What this task involves → Convert the items into a JSON list of strings, one string per line, skipping blank lines. Cover only the lines from the start of the items up to and including the line that contains "point(638, 112)", and leave the pictures out of the answer.

^^^^

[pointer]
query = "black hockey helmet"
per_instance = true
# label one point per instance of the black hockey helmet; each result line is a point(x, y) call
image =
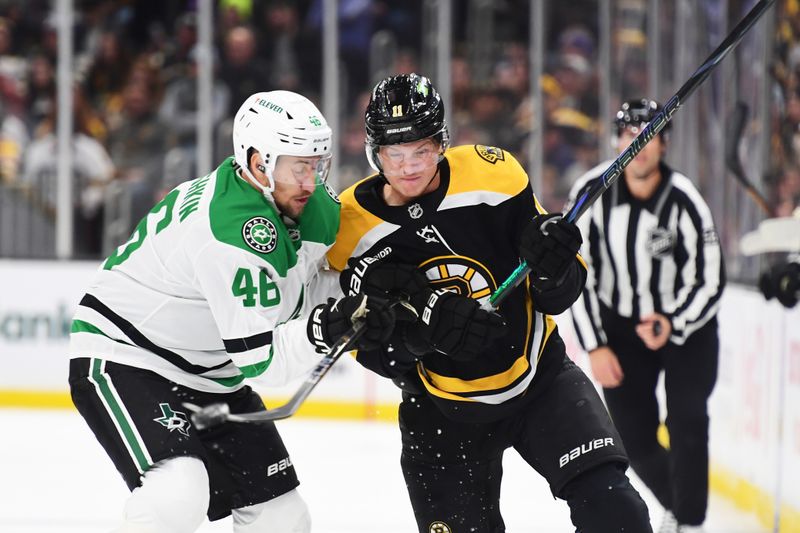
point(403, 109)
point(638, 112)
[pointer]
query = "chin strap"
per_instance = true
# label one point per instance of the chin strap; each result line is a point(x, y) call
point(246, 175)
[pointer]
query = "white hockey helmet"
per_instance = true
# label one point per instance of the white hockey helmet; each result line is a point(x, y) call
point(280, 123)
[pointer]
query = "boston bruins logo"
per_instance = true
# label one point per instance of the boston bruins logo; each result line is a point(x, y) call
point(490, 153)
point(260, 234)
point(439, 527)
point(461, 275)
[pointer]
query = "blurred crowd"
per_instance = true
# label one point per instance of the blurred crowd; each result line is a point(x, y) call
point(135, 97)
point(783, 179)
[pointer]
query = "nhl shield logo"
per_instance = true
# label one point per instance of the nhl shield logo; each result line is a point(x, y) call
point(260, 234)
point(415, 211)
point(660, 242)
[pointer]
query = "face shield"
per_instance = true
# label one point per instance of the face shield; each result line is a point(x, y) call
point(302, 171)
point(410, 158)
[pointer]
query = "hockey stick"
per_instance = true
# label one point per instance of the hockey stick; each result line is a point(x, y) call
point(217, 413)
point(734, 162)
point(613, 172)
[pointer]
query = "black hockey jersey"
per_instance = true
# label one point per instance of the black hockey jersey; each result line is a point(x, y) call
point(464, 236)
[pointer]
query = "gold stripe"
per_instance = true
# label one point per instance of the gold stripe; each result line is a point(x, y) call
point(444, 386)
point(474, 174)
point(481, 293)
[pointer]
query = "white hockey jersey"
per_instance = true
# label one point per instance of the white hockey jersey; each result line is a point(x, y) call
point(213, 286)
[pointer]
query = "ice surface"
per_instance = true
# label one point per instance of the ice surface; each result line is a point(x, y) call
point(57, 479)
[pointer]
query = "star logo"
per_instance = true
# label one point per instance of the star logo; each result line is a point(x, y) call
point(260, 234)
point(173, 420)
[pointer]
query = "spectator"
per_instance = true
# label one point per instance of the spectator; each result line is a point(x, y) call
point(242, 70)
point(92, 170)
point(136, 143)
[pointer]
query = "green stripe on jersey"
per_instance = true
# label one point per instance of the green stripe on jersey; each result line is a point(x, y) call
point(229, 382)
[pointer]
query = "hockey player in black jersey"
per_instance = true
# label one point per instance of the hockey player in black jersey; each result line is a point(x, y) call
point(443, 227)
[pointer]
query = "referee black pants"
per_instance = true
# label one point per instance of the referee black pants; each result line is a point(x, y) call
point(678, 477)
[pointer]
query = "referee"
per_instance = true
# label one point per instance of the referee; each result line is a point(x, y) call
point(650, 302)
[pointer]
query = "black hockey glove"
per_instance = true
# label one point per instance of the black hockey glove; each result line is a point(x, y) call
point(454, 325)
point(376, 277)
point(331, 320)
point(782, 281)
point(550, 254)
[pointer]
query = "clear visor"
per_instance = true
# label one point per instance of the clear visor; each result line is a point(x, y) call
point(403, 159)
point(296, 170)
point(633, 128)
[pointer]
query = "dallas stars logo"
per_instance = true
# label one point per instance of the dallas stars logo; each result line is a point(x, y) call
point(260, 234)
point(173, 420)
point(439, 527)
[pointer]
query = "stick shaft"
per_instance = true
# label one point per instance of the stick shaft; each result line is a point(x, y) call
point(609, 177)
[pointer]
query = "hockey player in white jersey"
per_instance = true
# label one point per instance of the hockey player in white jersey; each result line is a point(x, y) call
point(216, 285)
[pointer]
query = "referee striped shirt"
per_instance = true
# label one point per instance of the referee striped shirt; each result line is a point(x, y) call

^^^^

Solution to this problem →
[
  "[pointer]",
  "query = \"black hockey helmet\"",
  "per_instance = true",
  "# label one point per instance of the black hockey helmet; each result line is a point(x, y) call",
  "image =",
  "point(403, 109)",
  "point(638, 112)"
]